▶ [Documento de origem]
+===+

Modo de protesto de um espírita contra os ataques de certos jornais.

(Sumário)


1. — Um de nossos correspondentes nos escreve o seguinte:

“Eis o que escrevi, há dois anos, ao Sr. Nefftzer,  †  diretor do jornal le Temps:

“Eu era assinante de vosso jornal, cujas tendências e opiniões me eram simpáticas. É, pois, com pesar que não prossigo a assinatura. Permiti vos dê os motivos. Em vosso número de 3 de junho, vos esforçáveis em lançar o ridículo sobre o Espiritismo e os espíritas, narrando uma história mais ou menos autêntica, sem citar nomes, datas e lugares, o que é cômodo. Procuráveis estabelecer, tema hoje obrigatório dos materialistas, incomodados imensamente pelo Espiritismo, que essa crença leva à loucura. Sem dúvida, espíritos fracos, já tendo tendências para uma perturbação das faculdades cerebrais, puderam perder a cabeça inteiramente, ao se ocuparem do Espiritismo, como lhes teria acontecido sem isto, e como acontece aos que se ocupam de Química, de Física ou de Astronomia,.e mesmo a escritores que não acreditam nos Espíritos. Também não nego que não haja charlatães que exploram o Espiritismo, porque qual a ciência que possa escapar ao charlatanismo? Não temos charlatães literários, industriais, agrícolas, militares, políticos, sobretudo destes últimos? Mas concluir daí contra o Espiritismo em geral é pouco lógico e pouco sensato. Antes de lançar uma acusação dessa natureza, seria preciso, ao menos, conhecer a coisa de que se fala; no mais das vezes, porém, é a menor preocupação de quem escreve. Cortam e decidem a torto e a direito, o que é mais fácil do que aprofundar e aprender.

+===+

▶ [Dados apresentados]
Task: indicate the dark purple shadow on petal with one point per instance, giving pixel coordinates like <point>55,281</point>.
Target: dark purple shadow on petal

+===+

Por favor, responda com base no texto sobre o protesto espírita:
(a) A quem o correspondente escreveu, e de que jornal essa pessoa era diretor?
(b) Em qual número do jornal saiu a história que ridicularizava o Espiritismo?
(c) Que tipos de charlatães o autor da carta enumera?
Os dados não têm relação com o texto sobre o protesto espírita.

▶ [Resposta escrita]
(a) Ao Sr. Nefftzer, diretor do jornal le Temps.
(b) No número de 3 de junho.
(c) Literários, industriais, agrícolas, militares e políticos.